-- WHAT THIS TASK INVOLVES --
Transcribe every line of the material below verbatim, with no changes.

* Begin DATA PROVIDED *

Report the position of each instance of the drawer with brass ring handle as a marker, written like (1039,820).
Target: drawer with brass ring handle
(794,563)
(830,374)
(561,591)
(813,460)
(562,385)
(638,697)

* End DATA PROVIDED *

-- THE REPLY --
Report the position of each instance of the drawer with brass ring handle as a marker, written like (1039,820).
Target: drawer with brass ring handle
(794,563)
(830,374)
(561,591)
(813,460)
(562,385)
(638,697)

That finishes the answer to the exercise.